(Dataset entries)
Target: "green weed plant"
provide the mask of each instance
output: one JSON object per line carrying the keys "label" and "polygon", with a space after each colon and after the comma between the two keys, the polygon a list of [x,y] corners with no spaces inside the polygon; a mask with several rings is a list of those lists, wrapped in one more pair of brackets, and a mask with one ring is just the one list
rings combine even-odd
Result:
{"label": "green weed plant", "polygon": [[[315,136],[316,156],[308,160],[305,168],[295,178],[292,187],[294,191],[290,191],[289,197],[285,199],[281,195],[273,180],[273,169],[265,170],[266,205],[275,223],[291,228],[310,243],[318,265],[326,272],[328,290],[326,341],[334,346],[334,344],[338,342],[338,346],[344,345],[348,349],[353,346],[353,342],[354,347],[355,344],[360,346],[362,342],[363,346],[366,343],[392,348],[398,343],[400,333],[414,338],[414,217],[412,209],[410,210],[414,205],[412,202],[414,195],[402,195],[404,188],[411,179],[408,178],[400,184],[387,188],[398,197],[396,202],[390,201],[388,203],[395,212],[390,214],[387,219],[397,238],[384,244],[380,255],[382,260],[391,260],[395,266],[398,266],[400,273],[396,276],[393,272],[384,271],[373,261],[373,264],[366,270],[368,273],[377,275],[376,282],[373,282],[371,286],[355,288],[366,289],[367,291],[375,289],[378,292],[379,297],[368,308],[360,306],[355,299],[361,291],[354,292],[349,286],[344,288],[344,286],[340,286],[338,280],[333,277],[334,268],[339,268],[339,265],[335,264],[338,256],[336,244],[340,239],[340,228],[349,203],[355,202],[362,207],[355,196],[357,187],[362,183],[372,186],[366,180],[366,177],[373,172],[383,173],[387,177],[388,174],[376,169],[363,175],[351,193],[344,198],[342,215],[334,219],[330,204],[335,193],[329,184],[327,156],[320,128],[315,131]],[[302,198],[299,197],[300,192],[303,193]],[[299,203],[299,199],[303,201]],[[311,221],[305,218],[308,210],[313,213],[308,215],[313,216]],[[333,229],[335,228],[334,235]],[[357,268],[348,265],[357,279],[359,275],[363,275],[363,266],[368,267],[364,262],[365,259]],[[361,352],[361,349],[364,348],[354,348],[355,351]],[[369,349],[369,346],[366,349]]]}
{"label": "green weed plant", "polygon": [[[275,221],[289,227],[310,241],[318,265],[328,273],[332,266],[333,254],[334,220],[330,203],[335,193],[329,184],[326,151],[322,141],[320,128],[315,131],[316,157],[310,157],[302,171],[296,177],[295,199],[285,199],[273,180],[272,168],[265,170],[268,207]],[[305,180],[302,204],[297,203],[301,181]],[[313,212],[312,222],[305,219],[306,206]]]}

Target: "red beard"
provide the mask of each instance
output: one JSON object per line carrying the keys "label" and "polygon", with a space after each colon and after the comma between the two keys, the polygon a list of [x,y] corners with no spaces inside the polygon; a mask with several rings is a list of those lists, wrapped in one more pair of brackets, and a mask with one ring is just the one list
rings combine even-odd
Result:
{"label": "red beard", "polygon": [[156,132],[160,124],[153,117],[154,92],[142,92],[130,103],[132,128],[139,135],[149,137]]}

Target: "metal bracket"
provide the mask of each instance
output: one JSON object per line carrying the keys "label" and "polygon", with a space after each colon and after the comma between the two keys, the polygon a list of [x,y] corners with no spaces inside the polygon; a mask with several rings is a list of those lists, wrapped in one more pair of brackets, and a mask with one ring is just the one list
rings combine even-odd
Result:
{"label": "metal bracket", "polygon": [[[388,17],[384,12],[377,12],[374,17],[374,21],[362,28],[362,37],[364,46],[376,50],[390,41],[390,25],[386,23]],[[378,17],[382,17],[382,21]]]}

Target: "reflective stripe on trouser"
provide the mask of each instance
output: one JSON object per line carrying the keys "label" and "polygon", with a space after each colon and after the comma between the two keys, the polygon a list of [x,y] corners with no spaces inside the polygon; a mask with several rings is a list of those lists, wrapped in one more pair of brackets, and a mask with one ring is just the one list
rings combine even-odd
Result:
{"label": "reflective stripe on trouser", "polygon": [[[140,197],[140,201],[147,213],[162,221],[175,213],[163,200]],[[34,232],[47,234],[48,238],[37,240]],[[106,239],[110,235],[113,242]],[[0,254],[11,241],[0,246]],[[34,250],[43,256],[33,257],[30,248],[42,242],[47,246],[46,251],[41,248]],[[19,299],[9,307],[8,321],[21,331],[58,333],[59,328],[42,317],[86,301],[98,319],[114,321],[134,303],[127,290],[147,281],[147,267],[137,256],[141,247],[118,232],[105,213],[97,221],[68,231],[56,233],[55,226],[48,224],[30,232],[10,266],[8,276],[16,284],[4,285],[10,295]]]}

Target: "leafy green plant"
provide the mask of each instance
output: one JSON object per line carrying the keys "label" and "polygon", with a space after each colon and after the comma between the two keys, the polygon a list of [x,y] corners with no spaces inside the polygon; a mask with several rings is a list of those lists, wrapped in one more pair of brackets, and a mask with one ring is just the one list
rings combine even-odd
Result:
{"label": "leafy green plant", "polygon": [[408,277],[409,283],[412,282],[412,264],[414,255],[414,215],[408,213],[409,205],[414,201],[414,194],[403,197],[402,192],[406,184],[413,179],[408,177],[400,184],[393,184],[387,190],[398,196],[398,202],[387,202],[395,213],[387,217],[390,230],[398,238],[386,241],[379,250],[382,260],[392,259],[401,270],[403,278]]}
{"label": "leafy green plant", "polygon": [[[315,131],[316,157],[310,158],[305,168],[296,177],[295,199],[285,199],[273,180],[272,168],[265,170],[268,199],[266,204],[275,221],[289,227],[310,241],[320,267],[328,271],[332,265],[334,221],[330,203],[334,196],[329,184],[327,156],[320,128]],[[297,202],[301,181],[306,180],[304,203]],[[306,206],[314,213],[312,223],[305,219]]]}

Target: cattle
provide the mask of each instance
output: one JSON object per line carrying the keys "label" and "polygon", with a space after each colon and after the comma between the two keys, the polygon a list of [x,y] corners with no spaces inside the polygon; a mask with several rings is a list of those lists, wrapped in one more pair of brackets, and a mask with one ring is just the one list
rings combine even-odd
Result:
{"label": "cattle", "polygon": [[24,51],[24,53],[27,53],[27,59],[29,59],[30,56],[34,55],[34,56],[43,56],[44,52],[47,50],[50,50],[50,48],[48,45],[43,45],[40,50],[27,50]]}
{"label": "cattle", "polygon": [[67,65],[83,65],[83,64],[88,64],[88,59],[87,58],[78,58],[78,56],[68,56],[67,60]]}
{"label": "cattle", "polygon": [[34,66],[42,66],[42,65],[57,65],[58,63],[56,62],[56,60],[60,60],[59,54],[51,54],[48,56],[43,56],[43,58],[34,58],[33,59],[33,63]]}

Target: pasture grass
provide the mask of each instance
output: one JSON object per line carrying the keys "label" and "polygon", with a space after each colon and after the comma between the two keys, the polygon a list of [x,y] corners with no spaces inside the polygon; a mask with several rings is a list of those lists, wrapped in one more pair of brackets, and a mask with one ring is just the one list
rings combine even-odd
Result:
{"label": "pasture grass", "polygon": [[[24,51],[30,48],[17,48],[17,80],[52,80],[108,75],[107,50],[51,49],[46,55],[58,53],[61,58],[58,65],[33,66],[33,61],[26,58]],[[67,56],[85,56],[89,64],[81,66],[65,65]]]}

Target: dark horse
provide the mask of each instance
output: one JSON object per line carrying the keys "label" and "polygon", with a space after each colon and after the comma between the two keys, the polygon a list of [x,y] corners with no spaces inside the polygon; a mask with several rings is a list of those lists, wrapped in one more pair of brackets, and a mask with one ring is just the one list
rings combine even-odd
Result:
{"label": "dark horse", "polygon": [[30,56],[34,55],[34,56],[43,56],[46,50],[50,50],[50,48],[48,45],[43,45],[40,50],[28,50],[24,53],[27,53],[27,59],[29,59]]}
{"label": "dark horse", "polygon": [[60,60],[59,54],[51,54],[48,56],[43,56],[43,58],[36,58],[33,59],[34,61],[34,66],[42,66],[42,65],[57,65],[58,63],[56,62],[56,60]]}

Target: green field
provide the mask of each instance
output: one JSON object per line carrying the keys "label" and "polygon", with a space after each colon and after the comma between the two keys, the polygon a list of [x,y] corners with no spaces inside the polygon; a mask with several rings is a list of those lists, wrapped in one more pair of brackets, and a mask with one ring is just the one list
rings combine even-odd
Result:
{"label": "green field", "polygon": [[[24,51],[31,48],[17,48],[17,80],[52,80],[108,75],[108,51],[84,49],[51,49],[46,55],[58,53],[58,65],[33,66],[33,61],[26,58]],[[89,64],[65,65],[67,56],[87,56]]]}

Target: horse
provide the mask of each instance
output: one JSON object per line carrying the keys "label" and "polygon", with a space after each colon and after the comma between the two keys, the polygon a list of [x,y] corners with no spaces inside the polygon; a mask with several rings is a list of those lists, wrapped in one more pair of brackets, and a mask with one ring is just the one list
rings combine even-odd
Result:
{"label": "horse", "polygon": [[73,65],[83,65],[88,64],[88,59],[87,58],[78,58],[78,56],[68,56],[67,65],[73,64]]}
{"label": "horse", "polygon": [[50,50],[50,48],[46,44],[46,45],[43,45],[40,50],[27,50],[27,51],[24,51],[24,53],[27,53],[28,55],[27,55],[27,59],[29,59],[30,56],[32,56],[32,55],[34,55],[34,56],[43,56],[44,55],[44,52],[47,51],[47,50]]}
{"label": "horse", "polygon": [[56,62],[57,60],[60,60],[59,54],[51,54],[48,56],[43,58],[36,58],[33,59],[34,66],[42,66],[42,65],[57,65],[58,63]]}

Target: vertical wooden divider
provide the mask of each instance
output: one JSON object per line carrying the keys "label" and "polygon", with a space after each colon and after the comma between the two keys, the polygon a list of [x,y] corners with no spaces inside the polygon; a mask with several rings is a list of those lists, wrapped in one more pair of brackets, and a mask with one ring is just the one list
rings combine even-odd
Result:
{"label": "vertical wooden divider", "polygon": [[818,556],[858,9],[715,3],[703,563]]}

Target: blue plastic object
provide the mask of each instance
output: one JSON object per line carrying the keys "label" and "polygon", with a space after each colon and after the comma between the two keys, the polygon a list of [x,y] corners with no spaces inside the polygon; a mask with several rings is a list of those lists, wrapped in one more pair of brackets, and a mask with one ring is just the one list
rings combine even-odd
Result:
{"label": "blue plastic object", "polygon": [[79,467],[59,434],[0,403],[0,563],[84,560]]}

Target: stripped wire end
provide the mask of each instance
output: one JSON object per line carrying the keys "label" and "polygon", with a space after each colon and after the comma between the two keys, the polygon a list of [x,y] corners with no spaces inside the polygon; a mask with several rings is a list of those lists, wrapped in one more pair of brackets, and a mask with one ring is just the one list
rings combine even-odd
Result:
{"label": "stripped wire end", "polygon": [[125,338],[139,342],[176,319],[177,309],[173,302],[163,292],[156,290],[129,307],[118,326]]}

→ Request: Rewrite the part of the listing that starts at the line containing "Target: stripped wire end" and runs to the end of the listing, swapping "provide" for "return" and keeping everything else the same.

→ Problem solution:
Target: stripped wire end
return the mask of each instance
output: one JSON object per line carrying the keys "label" and "polygon", with a space after each colon and after the comma between the two keys, the polygon a list of [x,y] corners with no spaces inside the polygon; a mask with several rings is a list of those lists, wrapped in one more pair of brackets, and a mask with one ring is just the one list
rings combine even-odd
Result:
{"label": "stripped wire end", "polygon": [[125,338],[139,342],[176,319],[177,309],[173,302],[163,292],[156,290],[129,307],[118,326]]}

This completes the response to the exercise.